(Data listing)

※

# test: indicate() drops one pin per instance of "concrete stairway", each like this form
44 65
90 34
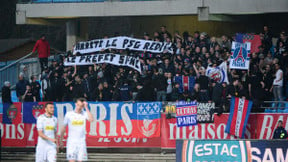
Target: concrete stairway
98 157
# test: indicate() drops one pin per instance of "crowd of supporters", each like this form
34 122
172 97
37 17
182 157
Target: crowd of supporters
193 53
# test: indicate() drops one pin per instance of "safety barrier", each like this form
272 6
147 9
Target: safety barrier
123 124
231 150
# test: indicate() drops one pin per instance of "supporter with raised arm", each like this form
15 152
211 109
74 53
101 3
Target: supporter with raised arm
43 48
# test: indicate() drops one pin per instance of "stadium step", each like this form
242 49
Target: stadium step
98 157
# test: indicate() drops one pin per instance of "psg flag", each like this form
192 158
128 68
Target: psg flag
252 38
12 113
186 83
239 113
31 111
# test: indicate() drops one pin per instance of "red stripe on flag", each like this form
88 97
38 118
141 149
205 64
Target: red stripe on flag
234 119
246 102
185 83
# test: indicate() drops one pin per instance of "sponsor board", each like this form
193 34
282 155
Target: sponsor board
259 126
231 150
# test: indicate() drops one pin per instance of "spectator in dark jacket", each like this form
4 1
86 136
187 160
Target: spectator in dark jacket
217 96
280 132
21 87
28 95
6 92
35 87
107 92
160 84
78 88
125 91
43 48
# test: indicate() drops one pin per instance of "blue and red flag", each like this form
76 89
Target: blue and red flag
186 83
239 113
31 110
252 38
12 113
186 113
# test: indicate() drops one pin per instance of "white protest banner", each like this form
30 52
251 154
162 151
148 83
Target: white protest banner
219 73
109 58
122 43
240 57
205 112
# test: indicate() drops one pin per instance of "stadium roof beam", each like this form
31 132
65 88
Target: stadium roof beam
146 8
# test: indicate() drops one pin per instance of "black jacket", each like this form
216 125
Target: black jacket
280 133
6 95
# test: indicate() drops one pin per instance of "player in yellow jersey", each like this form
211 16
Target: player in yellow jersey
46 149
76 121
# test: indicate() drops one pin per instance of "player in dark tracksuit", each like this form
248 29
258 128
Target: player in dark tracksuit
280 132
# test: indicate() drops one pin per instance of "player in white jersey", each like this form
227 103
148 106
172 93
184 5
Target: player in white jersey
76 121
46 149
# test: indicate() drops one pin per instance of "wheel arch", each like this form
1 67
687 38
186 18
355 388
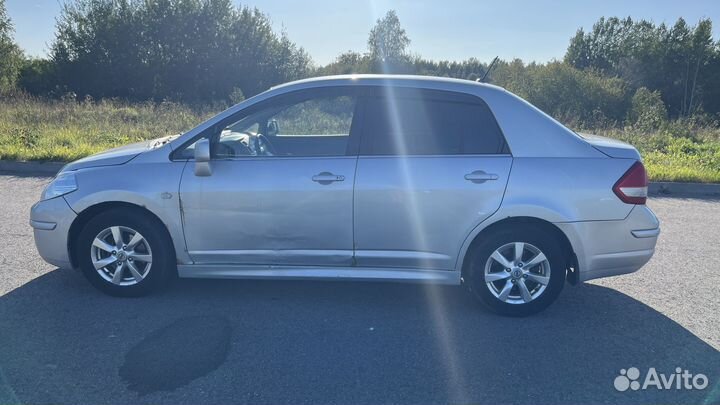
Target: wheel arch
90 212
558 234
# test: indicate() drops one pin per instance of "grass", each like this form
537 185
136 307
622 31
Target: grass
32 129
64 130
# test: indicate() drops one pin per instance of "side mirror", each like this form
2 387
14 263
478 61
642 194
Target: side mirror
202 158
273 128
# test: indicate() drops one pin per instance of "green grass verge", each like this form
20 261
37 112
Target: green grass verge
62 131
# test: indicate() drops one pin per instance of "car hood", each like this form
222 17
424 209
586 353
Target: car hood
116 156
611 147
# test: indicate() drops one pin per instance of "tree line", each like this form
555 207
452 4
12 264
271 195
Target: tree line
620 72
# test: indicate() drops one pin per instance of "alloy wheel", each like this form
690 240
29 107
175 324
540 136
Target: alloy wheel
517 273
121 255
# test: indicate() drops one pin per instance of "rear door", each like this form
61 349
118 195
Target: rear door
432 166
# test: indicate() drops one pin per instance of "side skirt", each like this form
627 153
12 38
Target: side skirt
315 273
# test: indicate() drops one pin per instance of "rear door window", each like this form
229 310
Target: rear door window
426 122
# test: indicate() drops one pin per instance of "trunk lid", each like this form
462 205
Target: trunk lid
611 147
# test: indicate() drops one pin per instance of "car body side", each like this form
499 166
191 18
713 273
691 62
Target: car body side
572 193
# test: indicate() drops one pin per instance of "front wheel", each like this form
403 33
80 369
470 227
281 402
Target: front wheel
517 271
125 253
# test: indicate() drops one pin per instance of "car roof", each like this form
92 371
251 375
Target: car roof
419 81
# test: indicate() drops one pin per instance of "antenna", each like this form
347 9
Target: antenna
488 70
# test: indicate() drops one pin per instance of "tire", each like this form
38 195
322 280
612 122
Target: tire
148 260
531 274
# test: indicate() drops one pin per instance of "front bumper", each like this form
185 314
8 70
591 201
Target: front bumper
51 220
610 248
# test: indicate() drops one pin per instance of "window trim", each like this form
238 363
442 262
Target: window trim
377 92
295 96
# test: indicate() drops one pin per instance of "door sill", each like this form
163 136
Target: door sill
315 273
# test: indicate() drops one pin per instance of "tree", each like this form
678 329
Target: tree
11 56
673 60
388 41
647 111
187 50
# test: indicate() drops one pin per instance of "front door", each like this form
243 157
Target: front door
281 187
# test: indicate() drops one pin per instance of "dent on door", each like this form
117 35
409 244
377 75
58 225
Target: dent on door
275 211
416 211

※

SHORT TASK:
Give back each entry exactly as it appears, with no pictures.

ANSWER TO THE PROBLEM:
# test: indicate() drops one pin per instance of "concrete stairway", each like this form
44 65
90 34
Target: concrete stairway
98 157
# test: indicate() drops one pin per instance of "crowd of supporters", each like this form
34 122
172 97
37 17
182 157
Target: crowd of supporters
193 53
# test: indicate() drops one pin per instance of "safety barrier", each like this form
272 6
147 9
Target: safety barrier
123 124
231 150
# test: indicate() drops one pin per instance of "supporter with raised arm", each like this form
15 152
211 109
74 53
101 3
Target: supporter with raised arm
43 48
# test: indicate() drops one pin per instance of "stadium step", each like this form
242 49
Target: stadium step
98 157
# test: indicate() drops one pin per instance of "psg flag", each like this form
192 158
128 68
Target: psg flag
252 38
12 113
186 83
239 113
31 111
# test: indicate() drops one pin per instance of "red stripe on flag", each like this form
88 97
38 118
141 149
205 64
Target: red stripe on flag
234 119
246 102
185 83
# test: indicate() drops one pin per instance of "sponsor board", each like this form
193 34
282 155
Target: sponsor board
259 126
231 150
# test: indicate() drops one pin per instance of "spectator in dark jacket", each like this form
4 1
86 136
187 160
Target: spectator in dark jacket
217 96
280 132
21 87
28 95
6 92
35 87
107 92
160 84
78 88
125 91
43 48
# test: indicate() drops one pin per instance of "blue and red flag", each like this form
76 89
Target: blue and red flag
186 83
239 113
31 110
252 38
12 113
186 113
# test: indicate() drops one pin per instance of "white protest banner", each like this form
30 52
251 154
162 151
148 83
Target: white protest banner
219 73
109 58
122 43
240 57
205 112
# test: indicate() drops one pin per instance of "stadium roof beam", each like this form
31 132
65 88
Target: stadium roof beam
146 8
# test: indicate() drops one pin per instance of "black jacket", each like this form
216 125
Target: black jacket
280 133
6 95
# test: indicate() drops one pin per instance of "player in yellow jersey", each like this form
211 16
Target: player in yellow jersey
46 149
76 121
# test: indicate() drops one pin per instance of "player in dark tracksuit", each like this form
248 29
258 128
Target: player in dark tracksuit
280 132
# test: indicate() drops one pin per instance of "player in white jersey", each like this form
227 103
148 106
172 93
184 5
Target: player in white jersey
76 121
46 149
# test: indicate() drops one pin per instance of "wheel arch", each like this form
1 67
687 38
186 18
355 388
Target: wheel arch
90 212
558 234
# test: indicate() drops one pin per instance of "grass", each like this form
537 185
136 307
622 31
Target: grass
32 129
64 130
# test: indicate() drops one pin per instance of "side mirror", each like this form
2 387
14 263
478 61
642 194
Target: side mirror
202 158
273 128
# test: indicate() drops one pin per instance of "green grass verge", each like this form
20 261
37 112
Target: green grass verge
62 131
# test: indicate() drops one pin per instance of "car hood", each like this form
222 17
424 209
586 353
Target: car hood
116 156
611 147
# test: indicate() drops one pin per instance of "tree line", each like this form
555 207
452 4
12 264
271 195
Target: tree line
620 72
# test: indicate() drops one pin per instance of "alloy wheel", each like this form
690 240
29 107
175 324
540 136
Target: alloy wheel
517 273
121 255
# test: indicate() drops one pin per instance of "rear door", each like this form
61 349
118 195
Target: rear door
432 166
# test: indicate() drops one pin per instance of "side skirt", each like this form
627 153
12 38
Target: side skirt
315 273
# test: indicate() drops one pin per instance of "rear door window", each like this form
229 310
Target: rear door window
426 122
# test: indicate() drops one pin per instance of "trunk lid", each like this form
462 205
Target: trunk lid
611 147
# test: indicate() drops one pin per instance of "car body side", each like this form
499 166
191 18
713 273
691 62
Target: car body side
572 193
# test: indicate() drops one pin per instance of "front wheel", each like this form
403 33
80 369
470 227
281 402
Target: front wheel
517 271
125 253
# test: indicate() drops one pin per instance of "car roof", each like this form
92 371
251 375
Target: car roof
419 81
# test: indicate() drops one pin per instance of "antenna", each like this form
347 9
Target: antenna
488 70
# test: indicate() drops one pin per instance of "tire", each like this form
38 195
322 280
612 122
Target: tire
148 260
531 274
# test: indicate() drops one pin per instance of "front bumper", each like this form
185 314
8 70
591 201
Target: front bumper
51 220
610 248
# test: indicate() drops one pin per instance of "window trim", each like this form
238 363
442 262
Target: window trim
377 92
295 96
# test: indicate() drops one pin per instance of "door sill", each like this form
163 136
Target: door sill
315 273
# test: indicate() drops one pin per instance of "tree", each like this form
678 329
Target: tree
11 56
673 60
388 41
647 111
187 50
# test: indicate() drops one pin per instance of "front door", each like this form
243 157
Target: front door
281 187
# test: indicate() drops one pin per instance of "dent on door", each like this form
117 35
409 244
377 75
58 225
Target: dent on door
275 211
416 211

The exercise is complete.